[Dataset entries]
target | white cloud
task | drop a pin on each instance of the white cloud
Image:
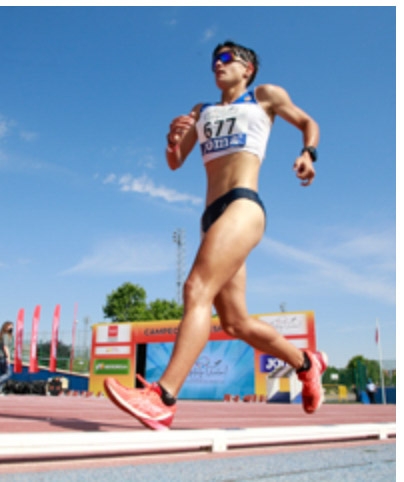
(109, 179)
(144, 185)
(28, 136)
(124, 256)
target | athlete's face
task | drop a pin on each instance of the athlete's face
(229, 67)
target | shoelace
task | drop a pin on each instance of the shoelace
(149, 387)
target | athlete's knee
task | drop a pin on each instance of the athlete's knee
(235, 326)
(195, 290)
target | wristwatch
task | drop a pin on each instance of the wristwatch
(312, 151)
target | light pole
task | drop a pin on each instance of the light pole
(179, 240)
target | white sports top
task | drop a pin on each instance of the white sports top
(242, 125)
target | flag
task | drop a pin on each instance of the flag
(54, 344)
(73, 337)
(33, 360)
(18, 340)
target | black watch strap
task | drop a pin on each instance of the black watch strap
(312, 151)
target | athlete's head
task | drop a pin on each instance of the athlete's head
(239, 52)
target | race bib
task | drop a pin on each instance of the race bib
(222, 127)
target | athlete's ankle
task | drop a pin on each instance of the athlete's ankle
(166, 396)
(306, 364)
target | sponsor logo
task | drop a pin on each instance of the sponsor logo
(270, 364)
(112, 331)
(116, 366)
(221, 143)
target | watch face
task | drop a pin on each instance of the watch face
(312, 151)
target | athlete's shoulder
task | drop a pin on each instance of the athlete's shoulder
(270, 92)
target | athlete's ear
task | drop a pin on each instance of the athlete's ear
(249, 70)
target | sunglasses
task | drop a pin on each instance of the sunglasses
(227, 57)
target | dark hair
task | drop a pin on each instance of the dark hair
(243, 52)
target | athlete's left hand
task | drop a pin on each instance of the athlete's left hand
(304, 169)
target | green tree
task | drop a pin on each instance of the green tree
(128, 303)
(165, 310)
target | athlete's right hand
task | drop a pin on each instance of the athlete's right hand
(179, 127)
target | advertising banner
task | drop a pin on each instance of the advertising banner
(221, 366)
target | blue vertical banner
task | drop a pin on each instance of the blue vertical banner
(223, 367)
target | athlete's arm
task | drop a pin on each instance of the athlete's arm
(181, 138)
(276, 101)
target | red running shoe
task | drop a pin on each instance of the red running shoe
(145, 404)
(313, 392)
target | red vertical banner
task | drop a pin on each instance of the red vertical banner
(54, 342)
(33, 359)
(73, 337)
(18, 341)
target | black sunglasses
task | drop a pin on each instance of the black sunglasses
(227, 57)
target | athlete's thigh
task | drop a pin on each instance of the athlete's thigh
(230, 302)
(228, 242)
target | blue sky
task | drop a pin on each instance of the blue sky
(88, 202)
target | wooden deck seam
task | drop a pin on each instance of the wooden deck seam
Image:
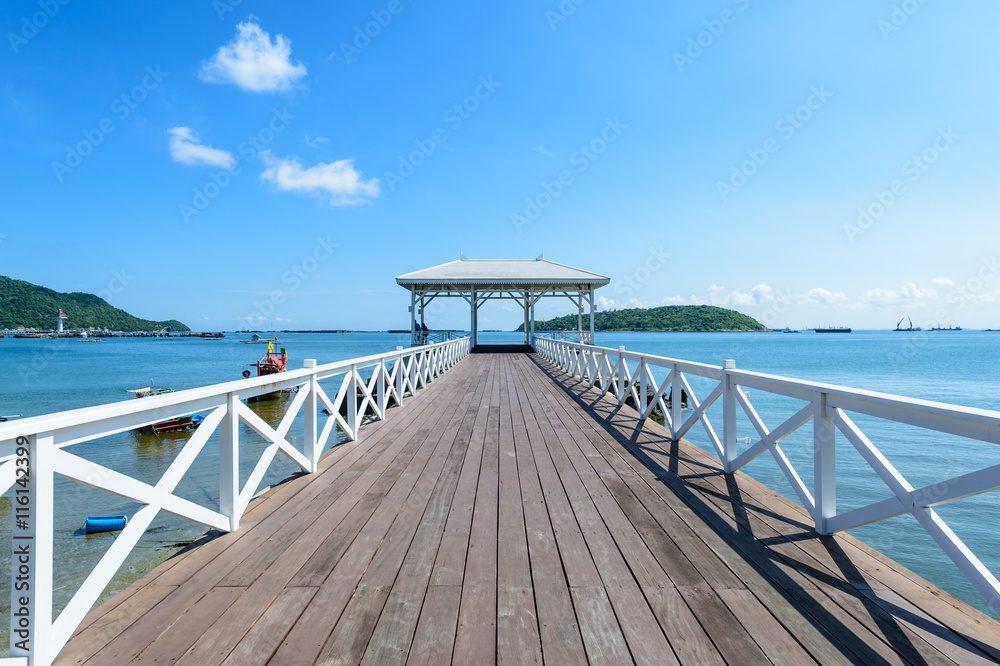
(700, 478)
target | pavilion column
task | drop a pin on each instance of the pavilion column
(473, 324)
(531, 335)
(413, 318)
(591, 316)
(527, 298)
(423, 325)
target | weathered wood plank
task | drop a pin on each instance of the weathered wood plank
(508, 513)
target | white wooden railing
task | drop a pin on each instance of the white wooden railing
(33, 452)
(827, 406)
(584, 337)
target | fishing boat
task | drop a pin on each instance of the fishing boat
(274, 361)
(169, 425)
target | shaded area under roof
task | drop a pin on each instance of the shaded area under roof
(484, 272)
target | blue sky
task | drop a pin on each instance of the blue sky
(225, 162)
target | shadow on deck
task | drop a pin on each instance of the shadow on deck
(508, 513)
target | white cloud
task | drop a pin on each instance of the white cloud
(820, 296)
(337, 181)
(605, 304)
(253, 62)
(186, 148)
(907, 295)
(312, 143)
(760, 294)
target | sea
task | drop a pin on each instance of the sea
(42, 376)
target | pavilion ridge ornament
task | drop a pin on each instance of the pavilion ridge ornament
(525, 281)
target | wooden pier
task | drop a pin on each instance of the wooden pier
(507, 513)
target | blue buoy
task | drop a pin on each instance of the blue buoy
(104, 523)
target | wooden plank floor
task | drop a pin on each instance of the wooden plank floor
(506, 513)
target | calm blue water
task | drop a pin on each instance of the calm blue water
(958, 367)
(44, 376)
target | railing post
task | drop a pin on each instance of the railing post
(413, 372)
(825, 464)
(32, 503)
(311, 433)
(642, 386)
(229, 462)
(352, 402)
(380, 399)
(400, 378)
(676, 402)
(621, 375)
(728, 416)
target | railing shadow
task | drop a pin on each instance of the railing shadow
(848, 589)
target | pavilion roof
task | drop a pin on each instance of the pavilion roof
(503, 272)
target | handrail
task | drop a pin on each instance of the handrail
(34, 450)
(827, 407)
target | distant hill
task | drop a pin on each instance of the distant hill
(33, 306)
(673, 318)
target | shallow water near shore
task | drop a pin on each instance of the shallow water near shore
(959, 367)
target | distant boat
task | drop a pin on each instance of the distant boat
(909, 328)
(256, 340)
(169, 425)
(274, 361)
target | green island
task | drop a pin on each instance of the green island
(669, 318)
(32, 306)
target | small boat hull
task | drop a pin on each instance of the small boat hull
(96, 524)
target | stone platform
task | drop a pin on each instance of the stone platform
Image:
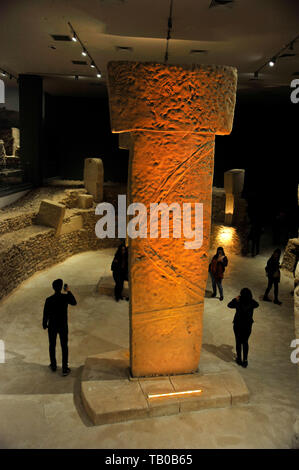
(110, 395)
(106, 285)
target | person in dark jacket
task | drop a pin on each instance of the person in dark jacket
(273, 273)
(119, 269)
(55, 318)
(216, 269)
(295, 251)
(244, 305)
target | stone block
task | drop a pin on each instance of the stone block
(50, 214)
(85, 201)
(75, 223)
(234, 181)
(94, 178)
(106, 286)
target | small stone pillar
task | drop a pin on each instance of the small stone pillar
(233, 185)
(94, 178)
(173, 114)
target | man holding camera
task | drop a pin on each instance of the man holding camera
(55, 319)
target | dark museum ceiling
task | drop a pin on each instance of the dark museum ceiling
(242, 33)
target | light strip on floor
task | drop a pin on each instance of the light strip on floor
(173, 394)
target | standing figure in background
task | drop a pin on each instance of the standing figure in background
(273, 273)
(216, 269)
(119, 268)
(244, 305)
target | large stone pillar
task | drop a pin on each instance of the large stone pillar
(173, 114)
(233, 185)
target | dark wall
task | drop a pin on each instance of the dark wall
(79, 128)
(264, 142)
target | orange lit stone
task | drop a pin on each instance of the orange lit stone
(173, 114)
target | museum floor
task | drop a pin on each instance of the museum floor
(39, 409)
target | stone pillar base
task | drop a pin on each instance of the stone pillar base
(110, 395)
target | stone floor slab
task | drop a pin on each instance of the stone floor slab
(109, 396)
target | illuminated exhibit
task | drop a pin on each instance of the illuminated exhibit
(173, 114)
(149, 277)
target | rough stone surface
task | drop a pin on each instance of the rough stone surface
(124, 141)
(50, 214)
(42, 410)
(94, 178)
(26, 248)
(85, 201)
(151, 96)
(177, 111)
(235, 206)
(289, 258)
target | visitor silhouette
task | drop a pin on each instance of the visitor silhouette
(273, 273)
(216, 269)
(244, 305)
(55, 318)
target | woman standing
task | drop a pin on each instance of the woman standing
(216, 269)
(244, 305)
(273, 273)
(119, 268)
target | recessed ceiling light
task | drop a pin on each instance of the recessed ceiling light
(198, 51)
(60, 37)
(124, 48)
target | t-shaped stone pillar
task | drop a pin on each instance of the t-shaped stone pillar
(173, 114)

◆ Exercise brief ◆
Return exactly the lines above from the line that has "the athlete's head" through the line that has "target | athlete's shoulder", inclusive, and nothing else.

◆ Response to this exercise ◆
task | drop a pin on each instance of the athlete's head
(239, 52)
target | race bib
task | drop a pin on each instance of the race bib
(222, 127)
target | athlete's ankle
task | drop a pin on each instance of the athlete's ankle
(166, 396)
(306, 364)
target | sponsor logo
task | drop a pin on each instance of the sponsor logo
(270, 364)
(112, 331)
(116, 366)
(221, 143)
target | watch face
task | drop a pin on each instance of the watch face
(312, 151)
target | athlete's shoulder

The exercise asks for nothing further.